Pour ceux qui, heureusement encore nombreux, en connaissent un rayon sur cette confrontation, les archétypes se bousculent au gré des lectures et des documents à leur disposition. On y retiendra le manque de sang-froid de l’empereur Napoléon III, déclarant inconsidérément la guerre à une Prusse qui n’attendait que cela, les batailles à la gloire de la France de Sedan, de Strasbourg ou de Richthofen, la défense sauvage des Marsouins à Bazeilles ou des fantassins à Belfort, le tout clairsemé de multiples duels immortalisés par Alphonse de Neuville dans ses tableaux d’une rare intensité et d’un courage dans son acception la plus pure. Bref : l’héroïsme de la défaite !
Au carrefour de notre histoire, s’entrechoquent bientôt des faits dont la portée perdure aujourd’hui : l’abolition de l’empire et la proclamation de la République, l’investissement de Paris par l’ennemi, l’armée de cette nouvelle France qui refuse le joug allemand et se bat vêtue d’oripeaux à un contre trois. Enfin, le voile de la guerre civile durant les évènements de la Commune.
Thibault Montbazet, historien, signe là son premier ouvrage. Il a entre ses mains une riche correspondance et le recueil de souvenirs d’un Français qui a vécu tous ces dramatiques évènements, sinon comme acteur, du moins comme spectateur. Léon Lescoeur, inspecteur de l’éducation nationale, a en effet traversé toutes les épreuves que notre pays a connues de 1870 à 1871, sous le prisme souvent déformant de sa personnalité.
En effet, l’écrivain ne tente pas d’enjoliver son « héros » par des paraphrases ou des situations vécues dans le sens du poil mais au contraire, il livre stricto sensu ce rare témoignage d’un notable, pris au piège de la guerre et qui va tenter de s’en escamoter, autant que faire se peut, par tout moyen à sa disposition.
Mais qui est ce Léon Lescoeur qui se retrouve dans le traquenard d’une capitale peu à peu assiégée par les Teutons ? Comme nous l’avons vu plus haut, il a choisi l’enseignement et se dirige peu à peu vers l’inspection, au gré des mutations lui servant lorsqu’il le peut à asseoir sa position sociale, quand ce n’est pas une décision disciplinaire à peine voilée qui le contraint à déménager. Peu à peu, il gravit cependant les échelons de la hiérarchie, tout en confortant son statut dans la « gentry ». Une belle maison de famille, quelques biens immobiliers, un appartement dans la capitale et un aréopage de gens de maison lui procurent un sentiment de réussite.

#### DONNÉES FOURNIES

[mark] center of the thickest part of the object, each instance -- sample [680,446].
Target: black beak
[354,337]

#### À FAIRE
A: Reprenez mot pour mot le passage de l'extrait sur la guerre de 1870 qui commence par « En effet, l’écrivain » et va jusqu'à « à sa disposition. ».
B: Poursuivez l'extrait sur la guerre de 1870 à partir de l'endroit où il s'arrête.
Les données n'ont aucun lien avec l'extrait.

#### RÉSULTATS ATTENDUS
A:
En effet, l’écrivain ne tente pas d’enjoliver son « héros » par des paraphrases ou des situations vécues dans le sens du poil mais au contraire, il livre stricto sensu ce rare témoignage d’un notable, pris au piège de la guerre et qui va tenter de s’en escamoter, autant que faire se peut, par tout moyen à sa disposition.

B:
C’est compter sans le conflit, qui prend rapidement une importance dramatique. Ayant envoyé sa famille vers l’arrière et lui procurant de quoi ne pas trop souffrir de la situation, l’inspecteur reste à Paris, comme s’il s’était dévoué au suprême sacrifice, accompagné néanmoins de quelques employés. Les lettres envoyées à son épouse et ses connaissances, et que l’auteur va éplucher en détail, vont vite démontrer le caractère dual de notre homme. Tout en stigmatisant l’héroïsme auquel doit se conformer la nation, il met tout en œuvre pour que ses deux aînés échappent au port de l’uniforme. Lui-même se dit prêt à verser son sang jusqu’à la dernière goutte dans la garde nationale mobilisée, mais à la condition d’avoir un poste « loin des balles ».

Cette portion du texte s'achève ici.